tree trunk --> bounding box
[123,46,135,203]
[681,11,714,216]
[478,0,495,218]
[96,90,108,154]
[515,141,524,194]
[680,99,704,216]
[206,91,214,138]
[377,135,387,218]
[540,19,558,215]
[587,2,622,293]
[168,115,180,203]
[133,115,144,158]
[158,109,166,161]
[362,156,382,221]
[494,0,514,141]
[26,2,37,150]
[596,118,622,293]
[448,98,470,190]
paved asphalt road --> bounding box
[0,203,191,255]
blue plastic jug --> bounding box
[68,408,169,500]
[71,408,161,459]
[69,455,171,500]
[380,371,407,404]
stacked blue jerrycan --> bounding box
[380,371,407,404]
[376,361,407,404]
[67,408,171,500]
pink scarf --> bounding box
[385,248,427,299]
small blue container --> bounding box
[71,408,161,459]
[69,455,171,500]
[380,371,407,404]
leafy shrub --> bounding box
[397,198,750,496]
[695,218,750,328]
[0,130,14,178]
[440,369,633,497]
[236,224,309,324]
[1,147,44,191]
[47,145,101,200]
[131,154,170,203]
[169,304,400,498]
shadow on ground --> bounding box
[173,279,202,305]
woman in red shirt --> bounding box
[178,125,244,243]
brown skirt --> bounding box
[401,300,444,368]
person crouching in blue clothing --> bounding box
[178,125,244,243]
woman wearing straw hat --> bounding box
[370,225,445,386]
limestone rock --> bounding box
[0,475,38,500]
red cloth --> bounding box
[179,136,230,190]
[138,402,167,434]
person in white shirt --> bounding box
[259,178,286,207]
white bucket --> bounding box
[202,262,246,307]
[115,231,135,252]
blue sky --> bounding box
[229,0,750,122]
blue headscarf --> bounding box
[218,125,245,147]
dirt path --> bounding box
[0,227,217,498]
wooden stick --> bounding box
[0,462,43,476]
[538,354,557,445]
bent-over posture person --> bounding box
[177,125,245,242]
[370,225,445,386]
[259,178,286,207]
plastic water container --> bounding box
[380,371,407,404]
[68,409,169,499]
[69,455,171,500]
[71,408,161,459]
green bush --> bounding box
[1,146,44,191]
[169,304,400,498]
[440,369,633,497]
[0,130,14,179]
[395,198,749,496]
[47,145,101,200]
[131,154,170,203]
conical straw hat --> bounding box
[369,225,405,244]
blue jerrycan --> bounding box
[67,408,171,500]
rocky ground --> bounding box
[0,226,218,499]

- [Work instructions] When you reach the line containing "shadow on ground --> bounding box" in the data above, retype it and each line after it through the final one, exactly as written.

- [Exercise solution]
shadow on ground --> bounding box
[173,279,202,305]
woman in red shirt --> bounding box
[178,125,244,243]
brown skirt --> bounding box
[401,300,444,368]
person crouching in blue clothing --> bounding box
[178,125,244,243]
woman wearing straw hat --> bounding box
[370,225,445,386]
limestone rock --> bounding box
[0,475,38,500]
red cloth --> bounding box
[179,136,230,190]
[138,402,167,434]
person in white shirt --> bounding box
[259,178,286,207]
white bucket --> bounding box
[202,262,246,307]
[115,231,135,252]
blue sky --> bounding box
[229,0,750,122]
blue headscarf --> bounding box
[218,125,245,147]
dirt path --> bounding box
[0,227,217,498]
wooden stick --> bounding box
[0,462,43,476]
[538,354,557,445]
bent-over posture person --> bounding box
[177,125,245,242]
[370,225,445,386]
[259,178,286,207]
plastic water container --> bounding box
[380,371,407,404]
[68,409,169,499]
[69,455,171,500]
[71,408,161,459]
green bush --> bounding box
[1,146,44,191]
[169,304,400,498]
[440,369,633,497]
[0,130,14,179]
[395,198,749,496]
[47,145,101,200]
[131,154,170,203]
conical straw hat --> bounding box
[369,225,405,244]
blue jerrycan --> bounding box
[67,408,171,500]
rocky ground --> bounding box
[0,226,218,499]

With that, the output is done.